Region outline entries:
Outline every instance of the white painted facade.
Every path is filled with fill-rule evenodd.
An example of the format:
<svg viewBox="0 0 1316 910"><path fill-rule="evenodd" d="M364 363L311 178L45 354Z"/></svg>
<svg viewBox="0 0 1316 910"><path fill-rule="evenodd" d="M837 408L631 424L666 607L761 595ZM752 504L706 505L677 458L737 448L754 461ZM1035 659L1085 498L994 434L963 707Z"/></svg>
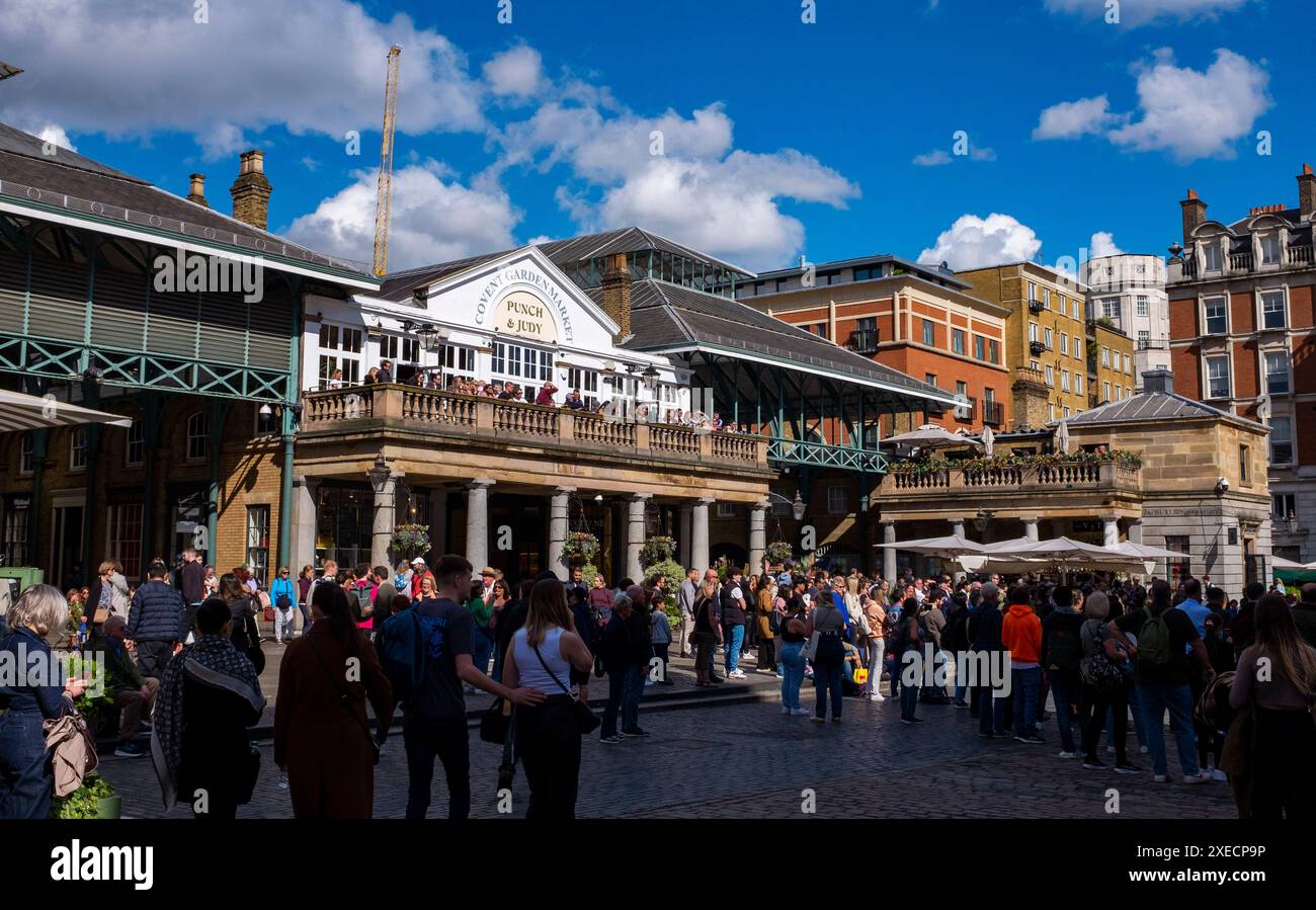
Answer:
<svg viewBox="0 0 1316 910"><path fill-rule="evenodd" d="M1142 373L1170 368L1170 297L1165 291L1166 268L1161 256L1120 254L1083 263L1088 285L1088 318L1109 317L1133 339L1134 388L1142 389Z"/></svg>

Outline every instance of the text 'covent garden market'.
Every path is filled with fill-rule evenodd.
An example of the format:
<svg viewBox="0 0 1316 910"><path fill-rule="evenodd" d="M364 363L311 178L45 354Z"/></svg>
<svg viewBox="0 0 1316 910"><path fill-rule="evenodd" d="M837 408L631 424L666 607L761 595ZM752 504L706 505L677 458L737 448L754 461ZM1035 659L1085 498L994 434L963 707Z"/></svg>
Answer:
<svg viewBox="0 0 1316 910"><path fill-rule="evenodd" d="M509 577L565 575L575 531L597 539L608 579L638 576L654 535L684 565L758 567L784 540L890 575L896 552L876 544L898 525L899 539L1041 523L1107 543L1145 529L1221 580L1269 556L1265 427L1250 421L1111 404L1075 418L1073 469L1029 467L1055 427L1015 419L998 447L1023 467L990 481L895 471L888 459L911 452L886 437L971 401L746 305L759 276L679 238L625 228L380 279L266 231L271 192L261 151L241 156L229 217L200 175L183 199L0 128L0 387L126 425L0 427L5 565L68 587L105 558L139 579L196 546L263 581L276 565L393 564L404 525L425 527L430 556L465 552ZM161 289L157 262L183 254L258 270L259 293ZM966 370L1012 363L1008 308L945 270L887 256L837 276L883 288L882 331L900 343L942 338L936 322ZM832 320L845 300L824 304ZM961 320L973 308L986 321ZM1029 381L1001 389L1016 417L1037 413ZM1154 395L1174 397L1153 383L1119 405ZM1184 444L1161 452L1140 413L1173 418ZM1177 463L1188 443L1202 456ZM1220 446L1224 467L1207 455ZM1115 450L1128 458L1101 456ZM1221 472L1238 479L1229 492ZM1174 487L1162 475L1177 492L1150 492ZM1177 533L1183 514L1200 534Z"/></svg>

TO DO:
Rewrite all of these lines, substituting "Draw a polygon around each instance" for "Outline every instance" and keeping everything else the same. Leave the pictures out of your answer.

FINAL RESULT:
Draw a polygon around each instance of the white painted facade.
Every path is filled with fill-rule evenodd.
An example of the format:
<svg viewBox="0 0 1316 910"><path fill-rule="evenodd" d="M364 363L311 178L45 354Z"/></svg>
<svg viewBox="0 0 1316 910"><path fill-rule="evenodd" d="M837 408L631 424L666 607L761 595ZM752 504L706 505L677 458L737 448L754 461ZM1035 659L1085 498L994 434L963 707Z"/></svg>
Answer:
<svg viewBox="0 0 1316 910"><path fill-rule="evenodd" d="M1142 373L1170 368L1170 297L1165 291L1166 268L1161 256L1120 254L1083 263L1088 285L1088 318L1109 317L1133 339L1134 388L1142 389Z"/></svg>

Draw a polygon around each instance of the text 'covent garden market'.
Every path is filled with fill-rule evenodd.
An example of the format:
<svg viewBox="0 0 1316 910"><path fill-rule="evenodd" d="M364 363L311 178L45 354Z"/></svg>
<svg viewBox="0 0 1316 910"><path fill-rule="evenodd" d="M837 408L631 424L666 607L761 595ZM752 504L706 505L677 458L737 448L754 461ZM1035 659L1085 498L994 434L963 707Z"/></svg>
Answer:
<svg viewBox="0 0 1316 910"><path fill-rule="evenodd" d="M509 577L565 575L575 531L597 539L608 579L638 576L654 535L684 565L758 567L784 540L890 575L896 552L876 544L898 525L899 539L1041 523L1107 543L1145 529L1221 580L1269 556L1265 427L1250 421L1111 404L1075 418L1073 469L1029 467L1055 427L1015 419L998 447L1023 467L990 481L895 471L888 459L911 452L886 437L971 401L746 305L759 276L679 238L625 228L380 279L266 231L271 192L261 151L241 156L229 217L200 175L183 199L0 128L0 387L126 425L0 427L5 565L68 587L105 558L139 579L196 546L263 581L276 565L393 564L404 525L425 527L430 556L465 552ZM161 289L157 262L183 254L258 270L259 293ZM966 370L1012 363L1008 308L945 270L887 256L837 276L883 288L882 331L900 343L942 338L936 322ZM832 320L845 300L824 304ZM961 320L973 308L986 321ZM1029 381L1001 389L1016 417L1037 413ZM1154 395L1174 397L1153 383L1119 405ZM1184 444L1161 452L1140 413L1173 418ZM1177 463L1188 443L1202 456ZM1220 446L1224 467L1207 455ZM1115 450L1128 458L1101 456ZM1221 472L1238 479L1229 492ZM1174 487L1162 475L1177 492L1150 492ZM1177 533L1183 514L1200 534Z"/></svg>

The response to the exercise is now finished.